**Exercise passage**
☆ ☆ ☆
Vaccinomics and personalized vaccinology: is science leading us toward a new path of directed vaccine development and discovery?

Abstract

As is apparent in many fields of science and medicine, the new biology, and particularly new high-throughput genetic sequencing and transcriptomic and epigenetic technologies, are radically altering our understanding and views of science. In this article, we make the case that while mostly ignored thus far in the vaccine field, these changes will revolutionize vaccinology from development to manufacture to administration. Such advances will address a current major barrier in vaccinology-that of empiric vaccine discovery and development, and the subsequent low yield of viable vaccine candidates, particularly for hyper-variable viruses. While our laboratory's data and thinking (and hence also for this paper) has been directed toward viruses and viral vaccines, generalization to other pathogens and disease entities (i.e., anti-cancer vaccines) may be appropriate.

Figure 1. New approach to vaccine discovery and development.

Figure 1 illustrates the differences between the one-size-fits-all approach of empiric vaccine development with a more directed and personal approach that relies upon vaccinomics and high-dimensional “omics” technologies. By analogy, empiric vaccine development represents the undifferentiated light entering the prism from the left. Individual aspects of directed vaccine development can be seen when viewed through the prism of vaccinomics. Several examples of these components are illustrated in the rainbow on the right side of the figure. These aspects may or may not be appropriate for all vaccines and are used here to illustrate the wide range of possibilities that a “discover – validate – characterize – deploy” approach allows one to independently investigate, optimize, and fully utilize. Below the vaccinomics prism are listed some examples (by no means complete or definitive) representing a range of potential components that can be assembled into a comprehensive, systems-level examination of infection/vaccination of a given pathogen. Please refer to the text for examples of how different components might be used in the development of specific vaccines.

Figure 2. Distribution of measles vaccine–induced antibody levels.

This graph represents the distribution of antibody levels determined by an EIA assay on healthy grade-school children immunized with a single dose of MMR-II vaccine. The inter-individual variation in antibody levels among this healthy cohort illustrates the importance of determining the mechanisms for heterogeneity in vaccine response.
☆ ☆ ☆
**Entries provided**
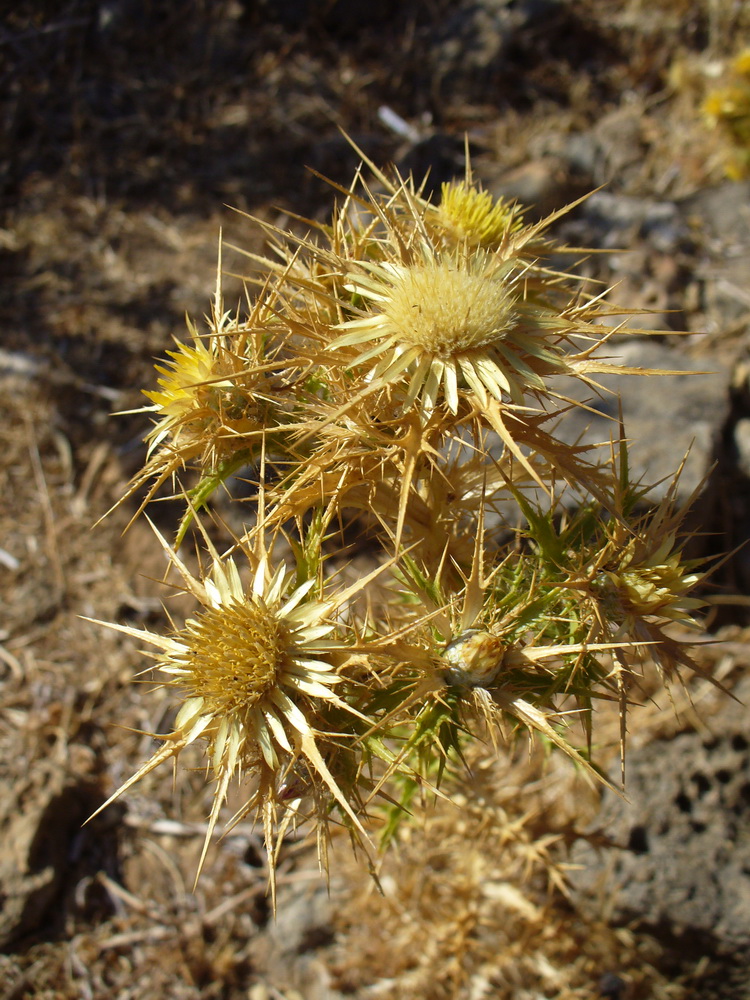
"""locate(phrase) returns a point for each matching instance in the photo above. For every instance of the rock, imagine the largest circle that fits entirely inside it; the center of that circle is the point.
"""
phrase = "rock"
(720, 220)
(675, 855)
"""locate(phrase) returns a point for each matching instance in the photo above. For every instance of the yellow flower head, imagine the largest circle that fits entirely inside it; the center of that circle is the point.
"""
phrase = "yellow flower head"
(656, 583)
(475, 217)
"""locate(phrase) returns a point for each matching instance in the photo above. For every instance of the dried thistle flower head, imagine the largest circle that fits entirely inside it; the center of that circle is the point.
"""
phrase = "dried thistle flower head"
(257, 671)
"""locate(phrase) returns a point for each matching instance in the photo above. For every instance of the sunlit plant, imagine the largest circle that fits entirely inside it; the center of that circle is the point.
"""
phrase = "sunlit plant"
(397, 375)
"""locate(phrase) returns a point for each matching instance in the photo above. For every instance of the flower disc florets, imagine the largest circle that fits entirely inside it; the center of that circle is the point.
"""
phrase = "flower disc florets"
(447, 310)
(234, 656)
(452, 319)
(475, 216)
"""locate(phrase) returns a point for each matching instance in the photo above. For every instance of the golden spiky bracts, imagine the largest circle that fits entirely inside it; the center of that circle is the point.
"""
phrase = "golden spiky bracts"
(400, 369)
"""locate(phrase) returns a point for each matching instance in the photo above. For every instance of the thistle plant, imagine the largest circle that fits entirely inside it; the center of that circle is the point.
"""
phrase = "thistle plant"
(727, 109)
(401, 371)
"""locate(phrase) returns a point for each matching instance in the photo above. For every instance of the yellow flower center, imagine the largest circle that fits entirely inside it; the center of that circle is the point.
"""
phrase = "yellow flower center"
(447, 311)
(235, 655)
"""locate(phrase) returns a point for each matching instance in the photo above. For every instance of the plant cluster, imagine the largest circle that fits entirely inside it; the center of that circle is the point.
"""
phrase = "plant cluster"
(398, 375)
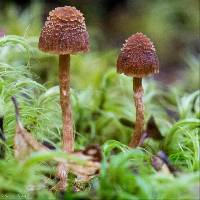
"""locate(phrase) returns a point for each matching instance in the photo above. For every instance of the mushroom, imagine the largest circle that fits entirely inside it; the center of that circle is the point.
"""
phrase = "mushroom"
☆ ☆ ☆
**Exercise brief**
According to the vaccinomics article, what vaccine were the grade-school children in Figure 2 immunized with?

**Response area**
A single dose of MMR-II vaccine.